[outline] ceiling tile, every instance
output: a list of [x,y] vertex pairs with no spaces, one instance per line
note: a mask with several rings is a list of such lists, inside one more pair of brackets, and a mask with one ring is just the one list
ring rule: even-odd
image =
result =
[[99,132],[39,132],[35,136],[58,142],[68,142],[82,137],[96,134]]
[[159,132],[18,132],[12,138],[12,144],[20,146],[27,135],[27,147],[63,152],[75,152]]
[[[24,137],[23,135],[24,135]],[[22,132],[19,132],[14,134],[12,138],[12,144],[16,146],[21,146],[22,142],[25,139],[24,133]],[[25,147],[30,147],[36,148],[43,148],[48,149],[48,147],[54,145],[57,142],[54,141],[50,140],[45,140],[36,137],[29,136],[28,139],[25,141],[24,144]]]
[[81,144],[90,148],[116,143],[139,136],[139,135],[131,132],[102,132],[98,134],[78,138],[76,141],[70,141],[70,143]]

= = =

Reproduce the lines from the very first one through the line containing "[[99,132],[39,132],[35,136],[58,142],[68,142],[82,137],[96,134]]", with both ends included.

Expected output:
[outline] ceiling tile, every instance
output: a list of [x,y] vertex pairs with no spaces, one instance per line
note: a mask with several rings is a list of such lists, inside one more pair of brackets, and a mask with one ring is just the one list
ring rule: even-odd
image =
result =
[[99,132],[39,132],[35,136],[58,142],[68,142],[82,137],[96,134]]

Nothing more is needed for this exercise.